RAUWBOERKE -TONGELRE- EINDHOVEN

Uitgaande van de brieven van Vincent van Gogh over zijn bezoeken rond de Collse Watermolen en daarbij de "hutten" en mensen beschreef die woonden in zogenaamde "menschennestjes".
En doordat hij dat ook tekende en schilderde, ontstond de veronderstelling dat op die plaatsen wel eens  bewijs van bewoning gevonden zou kunnen worden.
Vincent beschreef o.a. het "Rouwboerke" en een vrouwtje met een bijnaam de "Heksenkop".
Eerder onderzoek,  onder andere door Jack van Hoek, toonde aan dat er achter Coll in Tongelre een gebied lag wat was aangeduid  als Raauwvelden.
Het is kadastraal vastgelegd als C 845.
Eigenaar was Joh van Lith, die echter in Geldrop woonde en misschien zijn grond verpachtte, alhoewel de grond zo moerassig en arm was dat er alleen "spurrie" ,= veevoer, groeide.
Als zodanig is dat ook op oude kaarten aangegeven zoals ook de andere "velden" in de buurt tussen de Dommel en Tongelre/Eindhoven.
Vincent vernoemde daar ook dat vrouwtje met de bijnaam "Heksenkop" wat Helena Bruining geweest moet zijn en haar latere dochter die ook de bijnaam van Collse Heks kreeg en woonde op Coll.

Die locaties waren daarom de moeite waard om eens met een aantal archeologen en onderzoekers met hun metaaldetectors te onderzoeken.
Met behulp van Kees van Grevenbroek, die het gebied kent als zijn broekzak, en onderzoekers waarmee we eerder de Pastorietuin van dominee van Gogh in Nuenen onderzochten zijn we op maandag 20 oktober 2014 gestart met  de expeditie met een groep waarop ik een beroep kon doen en onder supervisie van stadsarcheoloog Nico Arts, bestaande uit archeoloog Dirk Vlasblom, Rob Schlooz, Marjolein van de Berg, Jack van Hoek, Kees van Grevenbroek en componist/cineast Ed van Otterdijke en enige bijstand van Yvonne Henderson, Tonnie van den Boomen als Tongelrekenners en toeziend oog en fotograaf Frans Kirchner om een en ander vast te leggen. Frans ontwerpt en verzorgd ook de website en documentatie hiervan.
De resultaten en vondsten van artefacten zijn nu onderzocht en worden gedocumenteerd op het Archeocentrum van de Gemeente Eindhoven als bewijs van bewoning in die tijd.

Opmerkelijk was ook de ontdekking op het terrein, na enkele uurtjes,  van de twee zeer oude zwarte elzen die op korte afstand van elkaar stonden en qua plaats doet denken aan het schilderij "Hut met man die thuiskomt" ( JH 824).
Op het schilderij staan twee dunne elzen op ongeveer acht meter van elkaar langs een pad bij een klein boerderijtje in een verder nogal desolaat landschap.
Zwarte elzen gedijen graag in drassige grond en kunnen 100 - 200 jaar oud worden.

#### UIT TE VOEREN OPDRACHTEN:
1. Stemmen de volgende uitspraken overeen met het tekstfragment? Antwoord per uitspraak met ja of nee en citeer letterlijk de woorden uit het tekstfragment die de doorslag geven.
(a) Het gebied Raauwvelden is kadastraal vastgelegd als C 845.
(b) Eigenaar Joh van Lith woonde zelf in Tongelre.
(c) Zwarte elzen kunnen tussen de 100 en 200 jaar oud worden.
2. Op welke dag is de expeditie volgens het tekstfragment van start gegaan?
3. Citeer uit het tekstfragment de passage tussen "De resultaten en" en "in die tijd.", beide inbegrepen.

#### OPGESLAGEN GEGEVENS:
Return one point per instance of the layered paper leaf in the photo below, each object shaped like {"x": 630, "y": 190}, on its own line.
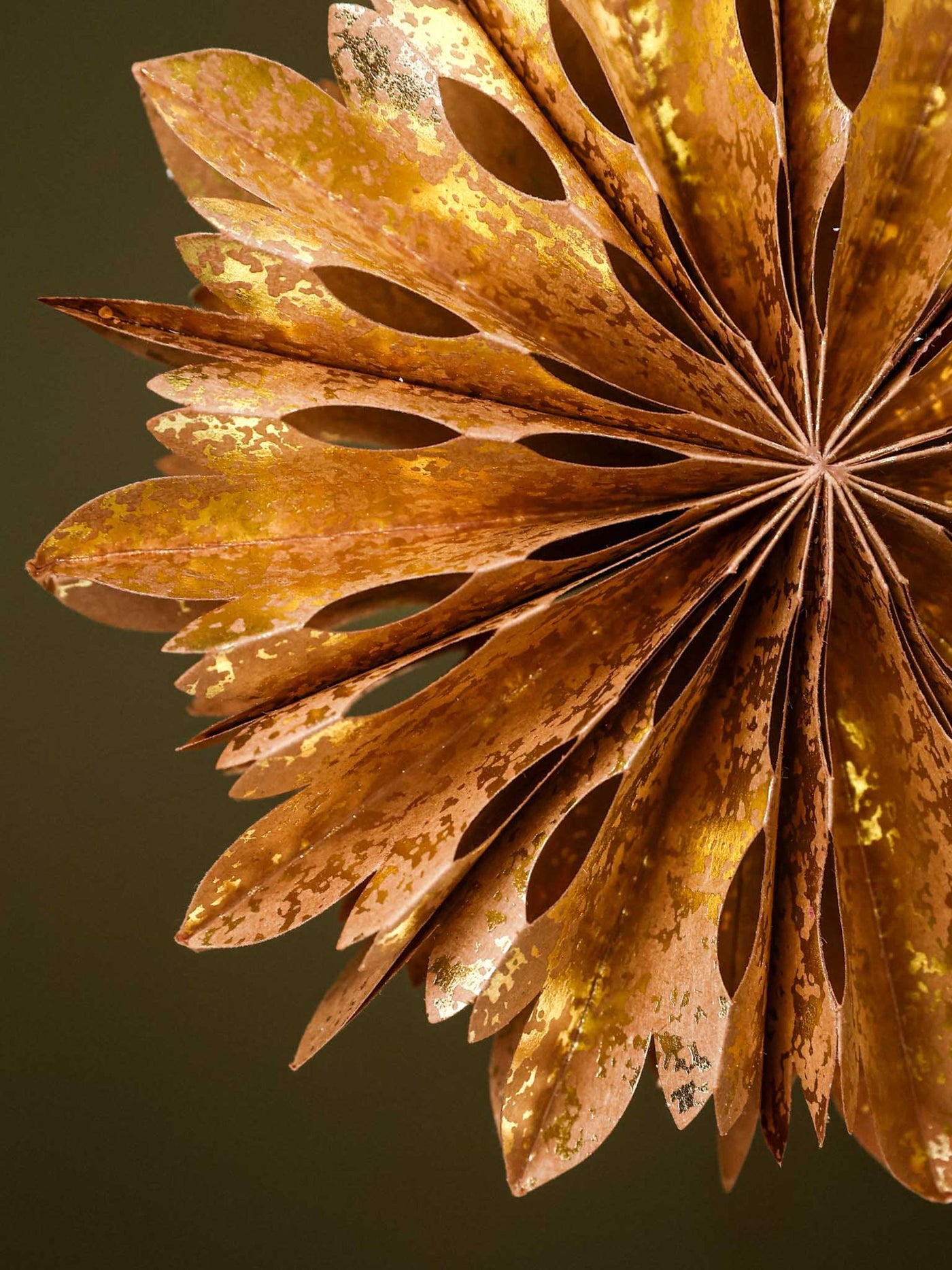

#### VERWACHTE ANTWOORDEN:
1.
(a) Ja: "Het is kadastraal vastgelegd als C 845."
(b) Nee: "die echter in Geldrop woonde"
(c) Ja: "kunnen 100 - 200 jaar oud worden"

2. Op maandag 20 oktober 2014.

3.
De resultaten en vondsten van artefacten zijn nu onderzocht en worden gedocumenteerd op het Archeocentrum van de Gemeente Eindhoven als bewijs van bewoning in die tijd.